══ RECORD EXCERPTS

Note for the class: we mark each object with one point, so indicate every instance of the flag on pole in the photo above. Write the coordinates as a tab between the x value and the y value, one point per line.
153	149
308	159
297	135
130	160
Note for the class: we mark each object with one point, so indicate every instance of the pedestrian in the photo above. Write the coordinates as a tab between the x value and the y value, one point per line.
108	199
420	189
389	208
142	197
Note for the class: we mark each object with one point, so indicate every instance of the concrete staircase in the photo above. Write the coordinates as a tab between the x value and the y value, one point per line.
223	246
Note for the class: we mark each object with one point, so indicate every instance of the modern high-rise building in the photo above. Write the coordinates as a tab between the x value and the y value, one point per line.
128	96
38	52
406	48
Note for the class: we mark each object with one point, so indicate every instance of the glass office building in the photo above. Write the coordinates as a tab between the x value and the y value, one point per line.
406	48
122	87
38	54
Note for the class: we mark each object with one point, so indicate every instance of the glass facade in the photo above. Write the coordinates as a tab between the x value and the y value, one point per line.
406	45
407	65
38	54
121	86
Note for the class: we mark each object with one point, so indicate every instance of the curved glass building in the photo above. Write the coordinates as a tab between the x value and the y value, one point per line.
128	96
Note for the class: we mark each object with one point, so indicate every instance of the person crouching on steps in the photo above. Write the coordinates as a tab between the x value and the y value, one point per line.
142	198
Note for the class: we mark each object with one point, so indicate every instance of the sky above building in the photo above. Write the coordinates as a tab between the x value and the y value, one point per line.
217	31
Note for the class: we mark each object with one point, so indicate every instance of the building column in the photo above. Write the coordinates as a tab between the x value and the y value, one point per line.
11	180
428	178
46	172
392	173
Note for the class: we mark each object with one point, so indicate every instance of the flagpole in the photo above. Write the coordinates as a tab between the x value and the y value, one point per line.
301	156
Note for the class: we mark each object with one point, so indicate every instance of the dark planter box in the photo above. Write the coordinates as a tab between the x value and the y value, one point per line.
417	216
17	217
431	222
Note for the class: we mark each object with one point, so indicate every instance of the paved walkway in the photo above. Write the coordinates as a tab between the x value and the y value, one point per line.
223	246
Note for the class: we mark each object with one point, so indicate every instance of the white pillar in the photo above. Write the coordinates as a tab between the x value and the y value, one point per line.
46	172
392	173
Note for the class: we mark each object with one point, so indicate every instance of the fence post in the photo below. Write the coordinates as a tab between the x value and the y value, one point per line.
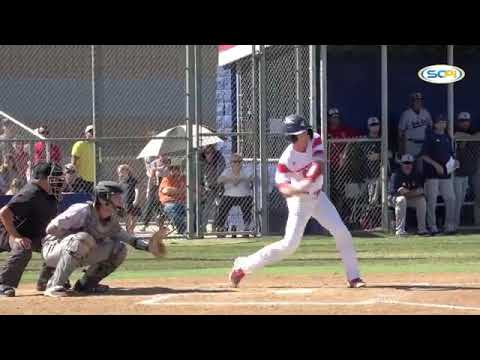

════

→ EXERCISE BRIEF:
What you output should match the records line for line, minus the pictures.

→ EXERCISE OUTPUT:
Note for the class: we mark each object with one point, so indicate every instance of the flag on pole in the photo above. Write the coordinates as a tab between the x value and the y value, one point per line.
153	149
308	159
297	135
130	160
Note for the class: we mark each object with one point, so indicate every instance of the pedestrian in the photo above. Write the coordinates as a tab between the x value and the y value, one point per line.
108	199
420	189
389	208
142	197
Note for the class: we mark each object with one point, so indicate every instance of the concrete staircase in the photo above. Write the coordinates as a tab between the x value and the y value, one point per line.
223	246
Note for the class: we mark each object with one point, so indicate every instance of the modern high-rise building in the photo above. Write the coordinates as a tab between the x value and the y value, one point per line.
128	96
38	52
406	48
Note for the class: we mark each object with one point, so indicate every instance of the glass office building in the photo above. Write the coordinates as a tab between the x value and the y value, one point per line.
406	48
122	87
38	54
Note for the class: we mark each object with one point, so indicate every instance of the glass facade in the photo above. Write the coordinates as a tab between the x value and the y value, one point per line.
406	45
407	65
38	54
121	86
Note for the class: we mark each object with one point, so indicate every instance of the curved glass building in the photo above. Write the coordinates as a tab between the x value and the y value, one point per line.
128	96
Note for the class: we mark each object with one point, so indicate every instance of the person crouching on steps in the photo above. Write the coordinates as a tab between the x value and the y value, one point per line.
142	198
Note for the class: we mark each object with one point, so indicate every instance of the sky above building in the photo above. Write the coordinates as a tab between the x value and the y value, one point per line.
217	31
Note for the class: we mark each object with one point, so indicate every instance of the building column in the photo above. Write the coordinates as a tab between the x value and the y value, one point per line.
11	180
428	178
46	172
392	173
Note for the class: we mark each object with one point, so indicate every instance of the flagpole in the photo above. Write the coordinates as a tab between the x value and the y value, one point per line.
301	156
Note for the class: we mark each object with one point, so indicate every instance of the dark planter box in the photo above. Write the coordinates as a tab between the x value and the y value, one point per line.
417	216
17	217
431	222
Note for the class: we mark each object with one point, so indicate every instance of the paved walkway in the photo above. Write the coordinates as a tab between the x value and the y value, one point per line.
223	246
Note for the class: we mark each object with one point, so indicate every instance of the white pillar in the photo above. Write the coordinates as a tab between the x value and the y value, one point per line.
46	172
392	173
Note for the class: we mark each object with one point, so indicate every instance of the fence post in the photo below. Write the coordinates as a tab between the x value and the y value, one point per line.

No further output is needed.